→ **PROBLEM REQUIREMENTS**
Convert the material below into a Markdown table with the columns "Row" and "Text," numbering each line and omitting blank lines. Cover all of the material, but leave the pictures out.

-- -- --

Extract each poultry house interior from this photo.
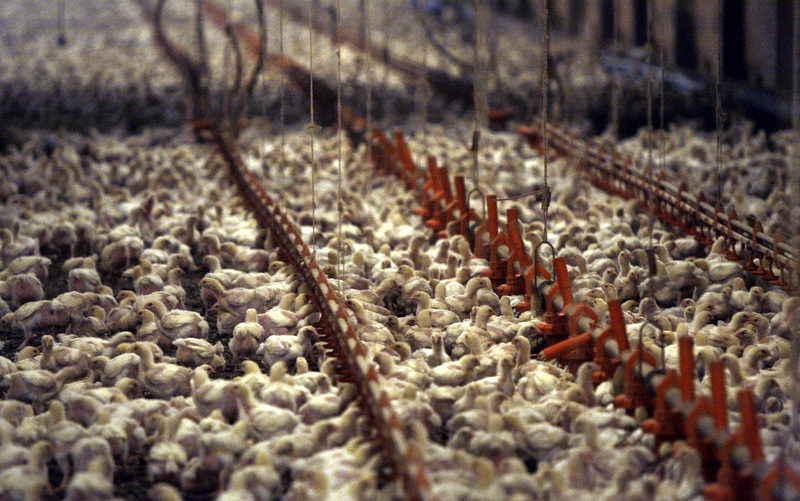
[0,0,800,501]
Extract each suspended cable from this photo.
[219,0,233,125]
[611,0,620,141]
[644,2,655,254]
[467,0,488,225]
[278,0,286,188]
[362,0,373,170]
[714,0,725,203]
[542,0,550,242]
[336,0,344,294]
[658,0,667,177]
[415,1,431,170]
[787,0,800,446]
[56,0,67,47]
[308,1,317,254]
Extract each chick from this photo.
[131,342,192,398]
[8,273,44,308]
[0,441,53,499]
[228,308,266,364]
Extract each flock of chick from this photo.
[0,115,800,500]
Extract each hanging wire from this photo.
[644,2,655,252]
[611,0,620,141]
[787,0,800,440]
[413,2,429,172]
[381,0,391,122]
[192,2,209,118]
[658,0,667,189]
[362,0,372,170]
[542,0,550,242]
[714,0,724,203]
[336,0,345,294]
[56,0,67,47]
[496,188,547,202]
[219,0,232,127]
[308,1,318,254]
[467,0,488,230]
[278,0,286,189]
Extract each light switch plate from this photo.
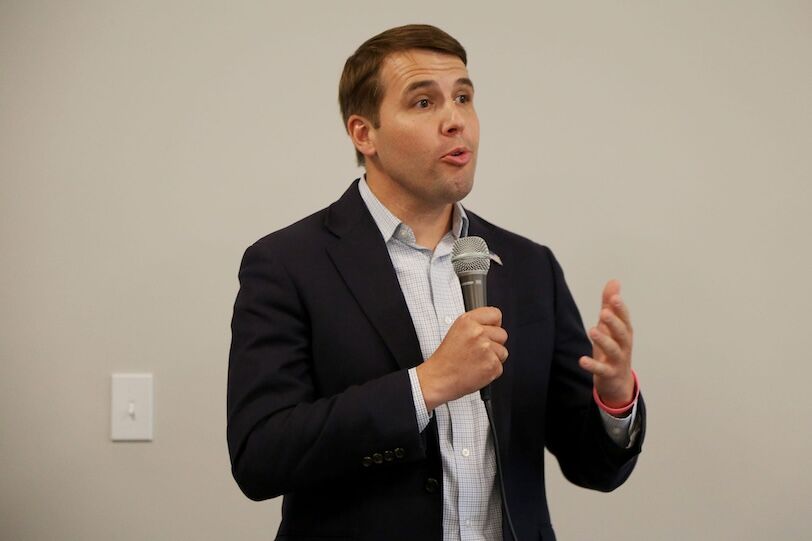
[110,374,153,441]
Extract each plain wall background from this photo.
[0,0,812,541]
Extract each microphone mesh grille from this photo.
[451,237,491,275]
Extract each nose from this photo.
[440,100,465,135]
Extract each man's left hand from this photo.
[578,280,634,408]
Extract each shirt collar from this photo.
[358,175,468,242]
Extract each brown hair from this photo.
[338,24,468,165]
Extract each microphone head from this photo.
[451,237,491,276]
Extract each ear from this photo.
[347,115,377,158]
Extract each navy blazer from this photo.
[227,181,645,541]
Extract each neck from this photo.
[366,173,454,251]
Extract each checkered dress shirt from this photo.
[358,178,639,541]
[358,179,502,541]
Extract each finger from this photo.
[598,310,632,350]
[589,328,623,362]
[609,295,632,332]
[483,325,507,344]
[601,280,620,308]
[460,306,502,327]
[491,344,510,364]
[578,355,609,376]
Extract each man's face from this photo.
[366,49,479,208]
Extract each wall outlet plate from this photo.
[110,374,153,441]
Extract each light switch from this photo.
[110,374,153,441]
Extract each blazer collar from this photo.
[324,181,423,368]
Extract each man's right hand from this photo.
[417,306,508,411]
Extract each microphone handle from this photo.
[460,272,491,402]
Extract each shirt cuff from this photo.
[409,368,431,432]
[599,401,639,449]
[592,370,640,449]
[592,370,640,417]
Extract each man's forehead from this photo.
[381,49,468,87]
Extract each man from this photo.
[228,25,645,541]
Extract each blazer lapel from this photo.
[325,181,423,368]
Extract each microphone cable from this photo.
[482,393,519,541]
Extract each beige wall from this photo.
[0,0,812,541]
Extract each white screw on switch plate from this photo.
[110,374,152,441]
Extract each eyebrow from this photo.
[403,77,474,94]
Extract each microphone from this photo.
[451,237,491,401]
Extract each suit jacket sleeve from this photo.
[546,247,645,491]
[227,243,425,500]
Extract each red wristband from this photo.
[592,369,640,415]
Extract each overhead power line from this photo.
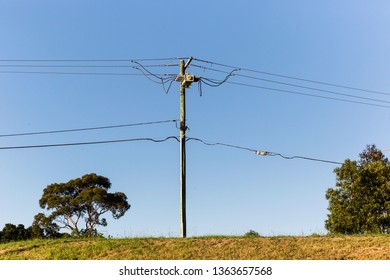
[193,58,390,95]
[0,57,186,62]
[187,137,342,164]
[0,136,179,150]
[0,63,179,68]
[226,81,390,108]
[0,120,178,138]
[0,71,176,77]
[191,64,390,104]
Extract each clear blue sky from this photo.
[0,0,390,237]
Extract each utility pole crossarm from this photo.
[175,57,200,238]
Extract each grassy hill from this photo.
[0,235,390,260]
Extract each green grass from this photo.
[0,235,390,260]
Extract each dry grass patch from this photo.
[0,235,390,260]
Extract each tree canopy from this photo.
[325,145,390,234]
[34,173,130,236]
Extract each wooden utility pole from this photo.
[180,60,187,238]
[176,57,199,238]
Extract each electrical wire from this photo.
[0,70,176,79]
[0,136,179,150]
[131,61,176,93]
[191,64,390,104]
[0,120,178,138]
[226,81,390,108]
[187,137,342,164]
[0,63,179,68]
[193,57,390,96]
[0,57,188,62]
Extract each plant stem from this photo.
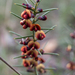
[0,57,21,75]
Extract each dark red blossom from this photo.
[26,50,38,57]
[38,15,47,21]
[30,24,41,31]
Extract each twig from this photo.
[0,57,21,75]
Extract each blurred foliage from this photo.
[0,0,75,75]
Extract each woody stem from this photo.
[0,57,21,75]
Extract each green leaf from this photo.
[45,68,56,70]
[44,53,59,56]
[10,12,22,19]
[37,50,42,55]
[9,31,22,37]
[14,35,33,39]
[14,55,26,59]
[45,25,57,34]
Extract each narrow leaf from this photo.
[45,68,56,70]
[34,67,38,75]
[45,25,57,34]
[14,55,26,59]
[14,3,34,11]
[44,53,59,56]
[10,12,22,19]
[9,31,22,37]
[37,50,42,55]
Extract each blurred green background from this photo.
[0,0,75,75]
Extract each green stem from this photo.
[14,35,32,39]
[9,31,22,37]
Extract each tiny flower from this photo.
[36,64,46,73]
[70,31,75,39]
[35,30,46,40]
[39,49,44,54]
[21,52,27,59]
[23,59,30,67]
[36,0,40,2]
[20,19,26,26]
[29,59,38,67]
[23,19,32,29]
[21,46,27,53]
[28,41,40,49]
[26,50,38,57]
[38,58,45,63]
[30,24,41,31]
[21,9,31,19]
[27,67,34,72]
[38,15,47,21]
[67,45,72,51]
[66,62,75,70]
[37,8,43,12]
[33,57,39,61]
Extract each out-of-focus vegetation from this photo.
[0,0,75,75]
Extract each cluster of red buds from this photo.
[11,0,58,73]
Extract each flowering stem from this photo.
[0,57,21,75]
[9,31,22,37]
[45,25,57,34]
[14,35,32,39]
[30,0,34,5]
[14,55,26,59]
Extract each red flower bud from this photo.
[26,50,38,57]
[23,59,30,67]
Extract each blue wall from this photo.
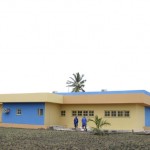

-- -- --

→ **ANSWER FOR THE TASK**
| Row | Text |
|---|---|
| 1 | Extract each poultry house interior from this photo. |
| 2 | [0,0,800,501] |
| 3 | Extract each suspended cable from this photo. |
| 4 | [219,0,233,125] |
| 5 | [611,0,620,141] |
| 6 | [644,2,655,254] |
| 7 | [467,0,488,225] |
| 8 | [278,0,286,188] |
| 9 | [362,0,373,170] |
| 10 | [714,0,725,203] |
| 11 | [542,0,550,242] |
| 12 | [336,0,344,294] |
| 13 | [658,0,667,177] |
| 14 | [415,1,431,170] |
| 15 | [787,0,800,446] |
| 16 | [56,0,67,47] |
| 17 | [308,1,317,254] |
| 18 | Extract each chick from this photo. |
| 19 | [131,342,192,398] |
| 20 | [8,273,44,308] |
| 21 | [0,441,53,499] |
| 22 | [228,308,266,364] |
| 23 | Extract each flock of chick from this photo. |
| 24 | [0,115,800,500] |
| 25 | Extract each hanging wire from this photo. |
| 26 | [644,2,655,252] |
| 27 | [611,0,620,141] |
| 28 | [787,0,800,440] |
| 29 | [413,2,429,172] |
| 30 | [381,0,391,122] |
| 31 | [192,2,209,118] |
| 32 | [658,0,667,189] |
| 33 | [362,0,372,170] |
| 34 | [542,0,550,242] |
| 35 | [714,0,724,203] |
| 36 | [336,0,345,294] |
| 37 | [56,0,67,47] |
| 38 | [496,188,547,202] |
| 39 | [219,0,232,127] |
| 40 | [308,1,318,254] |
| 41 | [467,0,488,230] |
| 42 | [278,0,286,189] |
| 43 | Extract each light switch plate from this photo. |
| 44 | [110,374,153,441] |
| 45 | Extract each plain wall background from this photo. |
| 46 | [0,0,812,541] |
| 47 | Extract each microphone mesh grille from this photo. |
| 48 | [451,237,491,275] |
| 49 | Extract each nose from this photo. |
| 50 | [440,100,465,135] |
| 51 | Extract each man's left hand from this photo. |
| 52 | [578,280,634,408] |
| 53 | Extract each shirt collar from this photo. |
| 54 | [358,175,468,242] |
| 55 | Extract each brown hair from this photo. |
| 56 | [338,24,468,165] |
| 57 | Extract each microphone head from this photo. |
| 58 | [451,237,491,276] |
| 59 | Extract each ear from this photo. |
| 60 | [347,115,377,158] |
| 61 | Extract each navy blazer from this photo. |
| 62 | [227,181,645,541] |
| 63 | Extract each neck from this photo. |
| 64 | [366,173,454,251] |
| 65 | Extract each checkered dress shirt from this photo. |
| 66 | [358,178,639,541] |
| 67 | [358,179,502,541] |
| 68 | Extract each finger from this photo. |
| 69 | [598,310,632,350] |
| 70 | [589,328,623,362] |
| 71 | [609,295,632,332] |
| 72 | [483,325,507,344] |
| 73 | [601,280,620,308] |
| 74 | [460,306,502,327] |
| 75 | [491,344,510,364] |
| 76 | [578,355,609,376] |
| 77 | Extract each man's face from this photo. |
| 78 | [366,49,479,208] |
| 79 | Extract each wall outlet plate from this photo. |
| 80 | [110,374,153,441] |
| 81 | Extract each light switch from this photo. |
| 82 | [110,374,153,441] |
| 83 | Extract each blazer collar from this photo. |
| 84 | [324,181,423,368] |
| 85 | Extract each man's right hand from this photo. |
| 86 | [417,306,508,411] |
| 87 | Extract each microphone handle from this photo. |
| 88 | [460,272,491,402] |
| 89 | Extract each shirt cuff from this photo. |
| 90 | [409,368,431,432] |
| 91 | [599,401,639,449] |
| 92 | [592,370,640,449] |
| 93 | [592,370,640,417] |
| 94 | Extract each man's forehead from this photo. |
| 95 | [381,49,468,87] |
| 96 | Extract each man from this photo. |
| 97 | [228,25,645,541] |
| 98 | Extract each blazer lapel from this photo. |
| 99 | [325,181,423,368] |
| 100 | Extract each microphone cable from this photo. |
| 101 | [482,393,519,541] |
| 102 | Extract each beige wall from this photo. |
| 103 | [0,0,812,541] |
| 104 | Extract each white screw on switch plate from this photo. |
| 105 | [110,374,152,441] |
| 106 | Extract each eyebrow from this photo. |
| 107 | [403,77,474,94] |
| 108 | Extract each microphone from this photo. |
| 109 | [451,237,491,401] |
| 110 | Extract each suit jacket sleeve from this photo. |
| 111 | [546,247,645,491] |
| 112 | [227,243,425,500] |
| 113 | Extract each red wristband from this photo. |
| 114 | [592,369,640,415] |
| 115 | Extract each overhead power line from this photo. |
| 116 | [193,58,390,95] |
| 117 | [0,57,186,62] |
| 118 | [187,137,342,164] |
| 119 | [0,136,179,150] |
| 120 | [0,63,179,68] |
| 121 | [226,81,390,108] |
| 122 | [0,120,178,138] |
| 123 | [0,71,176,77] |
| 124 | [191,64,390,104] |
| 125 | Extract each clear blue sky from this photo. |
| 126 | [0,0,390,237] |
| 127 | Extract each utility pole crossarm from this photo. |
| 128 | [175,57,200,238] |
| 129 | Extract each grassy hill from this photo. |
| 130 | [0,235,390,260] |
| 131 | Extract each green grass from this photo. |
| 132 | [0,235,390,260] |
| 133 | Extract each dry grass patch from this photo. |
| 134 | [0,235,390,260] |
| 135 | Extract each tree canopy from this photo. |
| 136 | [325,145,390,234] |
| 137 | [34,173,130,236] |
| 138 | Extract each wooden utility pole from this photo. |
| 139 | [180,60,187,238] |
| 140 | [176,57,199,238] |
| 141 | Extract each electrical wire from this photo. |
| 142 | [0,70,176,79] |
| 143 | [0,136,179,150] |
| 144 | [131,61,176,93] |
| 145 | [191,64,390,104] |
| 146 | [0,120,178,138] |
| 147 | [226,81,390,108] |
| 148 | [187,137,342,164] |
| 149 | [0,63,179,68] |
| 150 | [193,57,390,96] |
| 151 | [0,57,188,62] |
| 152 | Extract each plant stem from this photo. |
| 153 | [0,57,21,75] |
| 154 | Extract each dark red blossom from this photo. |
| 155 | [26,50,38,57] |
| 156 | [38,15,47,21] |
| 157 | [30,24,41,31] |
| 158 | Extract each twig from this photo. |
| 159 | [0,57,21,75] |
| 160 | Extract each blurred foliage from this photo. |
| 161 | [0,0,75,75] |
| 162 | Extract each woody stem from this photo. |
| 163 | [0,57,21,75] |
| 164 | Extract each green leaf from this photo. |
| 165 | [45,68,56,70] |
| 166 | [44,53,59,56] |
| 167 | [10,12,22,19] |
| 168 | [37,50,42,55] |
| 169 | [9,31,22,37] |
| 170 | [14,35,33,39] |
| 171 | [14,55,26,59] |
| 172 | [45,25,57,34] |
| 173 | Extract each narrow leaf from this photo. |
| 174 | [45,68,56,70] |
| 175 | [34,67,38,75] |
| 176 | [45,25,57,34] |
| 177 | [14,55,26,59] |
| 178 | [14,3,34,11] |
| 179 | [44,53,59,56] |
| 180 | [10,12,22,19] |
| 181 | [9,31,22,37] |
| 182 | [37,50,42,55] |
| 183 | Extract each blurred green background from this photo. |
| 184 | [0,0,75,75] |
| 185 | Extract each green stem from this photo. |
| 186 | [14,35,32,39] |
| 187 | [9,31,22,37] |
| 188 | Extract each tiny flower from this photo. |
| 189 | [36,64,46,73] |
| 190 | [70,31,75,39] |
| 191 | [35,30,46,40] |
| 192 | [39,49,44,54] |
| 193 | [21,52,27,59] |
| 194 | [23,59,30,67] |
| 195 | [36,0,40,2] |
| 196 | [20,19,26,26] |
| 197 | [29,59,38,67] |
| 198 | [23,19,32,29] |
| 199 | [21,46,27,53] |
| 200 | [28,41,40,49] |
| 201 | [26,50,38,57] |
| 202 | [38,58,45,63] |
| 203 | [30,24,41,31] |
| 204 | [21,9,31,19] |
| 205 | [27,67,34,72] |
| 206 | [38,15,47,21] |
| 207 | [67,45,72,51] |
| 208 | [66,62,75,70] |
| 209 | [37,8,43,12] |
| 210 | [33,57,39,61] |
| 211 | Extract each out-of-focus vegetation from this photo. |
| 212 | [0,0,75,75] |
| 213 | Extract each cluster of red buds from this photo. |
| 214 | [11,0,58,73] |
| 215 | Extract each flowering stem from this photo. |
| 216 | [0,57,21,75] |
| 217 | [9,31,22,37] |
| 218 | [45,25,57,34] |
| 219 | [14,35,32,39] |
| 220 | [30,0,34,5] |
| 221 | [14,55,26,59] |
| 222 | Extract each red flower bud from this photo. |
| 223 | [26,50,38,57] |
| 224 | [23,59,30,67] |
| 225 | Extract each blue wall from this photo. |